**Text provided**
....

Time for me to invent a new phrase and then demand that the Internet help me understand it. Some really weird brain shit used to happen to me when I was a kid. When you’re a kid, you don’t get to choose where you go and what you do and what happens. Sometimes, shit isn’t so good, and there’s no way out. Different kids have different ways of coping, to use a painfully banal platitude — I wish someone would jump in the window and machine gun writers when we type shit like that; it would be a better world — and some of mine were kind of strange, but… good.

For instance, from time to time, I felt I had so little control over anything horrible that was happening that my brain shorted out and went elsewhere. Psychologists call this “disassociation,” I guess, but that would imply that it’s neutral or unpleasant. Actually, it was the best feeling of my life. I called it the angel’s dream because that’s what it felt like. I went into the angel’s dream and everything was beautiful. It was so long ago that it’s hard to describe.

You were sucked into a heaven of creativity and pleasure; you had no body, just a cloud of interest. You got the feeling that there was some sort of plotline going on somewhere, but you were’t the focus of it; you were an observer, of the very most privileged kind. That’s another reason I called it the angel’s dream: some angel was having a dream, and you were a minor character. An extra in a musical in a better world. You were an extra so far removed from the heavenly plotline that you didn’t know what the main characters were doing; yet somehow it meant more than anything you’d even read.

It came from suffering, but it was the best thing I’ve ever known. I taught myself to induce this state even when things were OK, when I was just sitting in the car bored or able to be alone. OK, there was probably some shrieking or argument going on, but did it touch me? Not in the angel’s dream.

I thought this was a permanent feature of life, which is probably why I was much more optimistic as a child than as an adult.

But you know what they say about nothing gold. Oh, it’s true. Nothing gold can stay. It leaks away and laughs at you as it goes.

....

**Given information**

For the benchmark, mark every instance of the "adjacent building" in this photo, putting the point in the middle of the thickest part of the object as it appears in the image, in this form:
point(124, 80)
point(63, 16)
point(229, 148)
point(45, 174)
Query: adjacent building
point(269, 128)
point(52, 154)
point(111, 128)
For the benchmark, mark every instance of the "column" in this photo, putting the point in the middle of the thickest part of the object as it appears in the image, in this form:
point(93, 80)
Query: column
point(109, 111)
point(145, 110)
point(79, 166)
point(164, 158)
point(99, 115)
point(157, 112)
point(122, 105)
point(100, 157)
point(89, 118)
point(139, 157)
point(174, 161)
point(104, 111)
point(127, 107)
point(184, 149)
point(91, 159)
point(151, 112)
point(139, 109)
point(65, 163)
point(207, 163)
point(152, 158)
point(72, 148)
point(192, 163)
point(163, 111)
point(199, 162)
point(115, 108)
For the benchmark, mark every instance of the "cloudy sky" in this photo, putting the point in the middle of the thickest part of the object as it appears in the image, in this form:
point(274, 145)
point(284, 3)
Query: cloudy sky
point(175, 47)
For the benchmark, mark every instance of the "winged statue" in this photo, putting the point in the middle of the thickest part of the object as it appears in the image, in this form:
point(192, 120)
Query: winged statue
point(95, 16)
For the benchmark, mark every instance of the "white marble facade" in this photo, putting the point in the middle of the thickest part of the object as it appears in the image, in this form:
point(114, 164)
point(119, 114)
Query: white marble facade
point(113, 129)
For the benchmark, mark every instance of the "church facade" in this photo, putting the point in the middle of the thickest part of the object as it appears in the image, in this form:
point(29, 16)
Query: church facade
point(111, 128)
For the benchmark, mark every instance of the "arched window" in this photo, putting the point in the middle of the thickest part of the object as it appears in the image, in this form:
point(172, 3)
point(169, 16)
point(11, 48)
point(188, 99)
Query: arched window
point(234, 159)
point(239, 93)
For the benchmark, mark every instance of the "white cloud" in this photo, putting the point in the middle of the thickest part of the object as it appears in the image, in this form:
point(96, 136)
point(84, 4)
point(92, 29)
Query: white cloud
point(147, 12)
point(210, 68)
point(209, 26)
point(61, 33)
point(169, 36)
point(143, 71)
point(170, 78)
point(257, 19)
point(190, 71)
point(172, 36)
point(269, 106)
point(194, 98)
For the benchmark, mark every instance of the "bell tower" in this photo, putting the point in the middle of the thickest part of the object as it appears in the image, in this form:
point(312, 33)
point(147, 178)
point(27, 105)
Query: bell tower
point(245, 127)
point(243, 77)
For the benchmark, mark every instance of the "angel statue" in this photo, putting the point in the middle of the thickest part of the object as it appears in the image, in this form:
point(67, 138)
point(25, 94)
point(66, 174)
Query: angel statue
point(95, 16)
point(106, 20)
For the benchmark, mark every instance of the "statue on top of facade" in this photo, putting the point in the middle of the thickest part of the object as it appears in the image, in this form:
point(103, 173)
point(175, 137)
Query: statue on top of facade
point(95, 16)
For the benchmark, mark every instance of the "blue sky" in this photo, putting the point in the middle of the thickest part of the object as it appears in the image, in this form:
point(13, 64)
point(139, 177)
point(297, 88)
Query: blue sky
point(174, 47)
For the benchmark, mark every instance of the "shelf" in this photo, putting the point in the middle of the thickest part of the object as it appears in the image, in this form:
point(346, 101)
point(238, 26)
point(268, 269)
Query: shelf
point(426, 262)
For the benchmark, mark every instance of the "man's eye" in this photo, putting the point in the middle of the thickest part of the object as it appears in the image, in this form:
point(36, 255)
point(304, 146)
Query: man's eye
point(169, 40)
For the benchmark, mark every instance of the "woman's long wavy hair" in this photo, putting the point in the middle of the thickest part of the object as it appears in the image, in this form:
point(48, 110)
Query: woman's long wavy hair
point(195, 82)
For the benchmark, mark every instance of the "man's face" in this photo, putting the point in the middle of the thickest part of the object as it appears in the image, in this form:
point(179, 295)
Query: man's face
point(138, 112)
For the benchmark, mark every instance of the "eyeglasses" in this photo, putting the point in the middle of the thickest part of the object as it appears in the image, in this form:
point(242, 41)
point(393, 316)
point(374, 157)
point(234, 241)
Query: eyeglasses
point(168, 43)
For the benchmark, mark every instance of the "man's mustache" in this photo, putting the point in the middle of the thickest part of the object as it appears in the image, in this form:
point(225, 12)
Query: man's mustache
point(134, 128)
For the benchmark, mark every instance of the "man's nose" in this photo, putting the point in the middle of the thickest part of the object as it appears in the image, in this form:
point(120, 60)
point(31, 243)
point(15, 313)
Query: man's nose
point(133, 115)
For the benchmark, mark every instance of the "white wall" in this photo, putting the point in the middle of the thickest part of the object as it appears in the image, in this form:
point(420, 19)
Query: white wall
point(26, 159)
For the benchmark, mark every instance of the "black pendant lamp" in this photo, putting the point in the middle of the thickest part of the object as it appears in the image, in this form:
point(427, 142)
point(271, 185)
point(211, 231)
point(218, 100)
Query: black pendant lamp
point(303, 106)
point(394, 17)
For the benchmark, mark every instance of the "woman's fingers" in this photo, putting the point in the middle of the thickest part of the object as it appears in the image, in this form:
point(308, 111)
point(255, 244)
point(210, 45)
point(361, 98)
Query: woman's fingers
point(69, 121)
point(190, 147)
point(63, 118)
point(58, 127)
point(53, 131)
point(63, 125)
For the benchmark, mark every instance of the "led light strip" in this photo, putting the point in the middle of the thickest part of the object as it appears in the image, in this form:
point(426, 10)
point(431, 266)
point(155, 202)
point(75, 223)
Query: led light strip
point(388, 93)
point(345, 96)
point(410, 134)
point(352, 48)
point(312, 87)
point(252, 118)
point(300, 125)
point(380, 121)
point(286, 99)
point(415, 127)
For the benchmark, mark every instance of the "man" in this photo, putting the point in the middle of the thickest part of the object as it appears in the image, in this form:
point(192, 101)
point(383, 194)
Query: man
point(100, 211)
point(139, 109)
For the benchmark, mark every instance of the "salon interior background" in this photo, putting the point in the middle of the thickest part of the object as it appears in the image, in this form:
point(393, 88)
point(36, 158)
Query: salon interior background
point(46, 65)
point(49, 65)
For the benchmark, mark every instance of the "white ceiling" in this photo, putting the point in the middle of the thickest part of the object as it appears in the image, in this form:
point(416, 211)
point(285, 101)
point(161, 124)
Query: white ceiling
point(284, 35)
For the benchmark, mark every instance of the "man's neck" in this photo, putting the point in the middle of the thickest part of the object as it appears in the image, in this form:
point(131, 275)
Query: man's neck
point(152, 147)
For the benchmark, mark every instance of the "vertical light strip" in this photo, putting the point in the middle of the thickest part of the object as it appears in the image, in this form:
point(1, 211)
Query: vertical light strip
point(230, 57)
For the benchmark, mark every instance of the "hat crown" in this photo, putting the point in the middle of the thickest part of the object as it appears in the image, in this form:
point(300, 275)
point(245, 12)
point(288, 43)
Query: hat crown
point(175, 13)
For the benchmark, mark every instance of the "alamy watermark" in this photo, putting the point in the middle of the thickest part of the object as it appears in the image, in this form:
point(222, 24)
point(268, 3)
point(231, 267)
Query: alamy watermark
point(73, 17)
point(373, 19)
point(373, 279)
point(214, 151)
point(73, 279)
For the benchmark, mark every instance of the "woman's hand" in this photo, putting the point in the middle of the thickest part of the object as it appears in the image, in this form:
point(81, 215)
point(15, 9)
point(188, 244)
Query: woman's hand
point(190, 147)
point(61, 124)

....

**Tasks to perform**
1/ Quote everything from "It came from" down to "as it goes." in the essay about the angel's dream.
2/ Print everything from the very first of the rows down to the row containing "point(269, 128)", that row included, word for word.
The essay about the angel's dream and the rows are unrelated material.

**Task-by-task answers**
1/
It came from suffering, but it was the best thing I’ve ever known. I taught myself to induce this state even when things were OK, when I was just sitting in the car bored or able to be alone. OK, there was probably some shrieking or argument going on, but did it touch me? Not in the angel’s dream.

I thought this was a permanent feature of life, which is probably why I was much more optimistic as a child than as an adult.

But you know what they say about nothing gold. Oh, it’s true. Nothing gold can stay. It leaks away and laughs at you as it goes.

2/
For the benchmark, mark every instance of the "adjacent building" in this photo, putting the point in the middle of the thickest part of the object as it appears in the image, in this form:
point(124, 80)
point(63, 16)
point(229, 148)
point(45, 174)
Query: adjacent building
point(269, 128)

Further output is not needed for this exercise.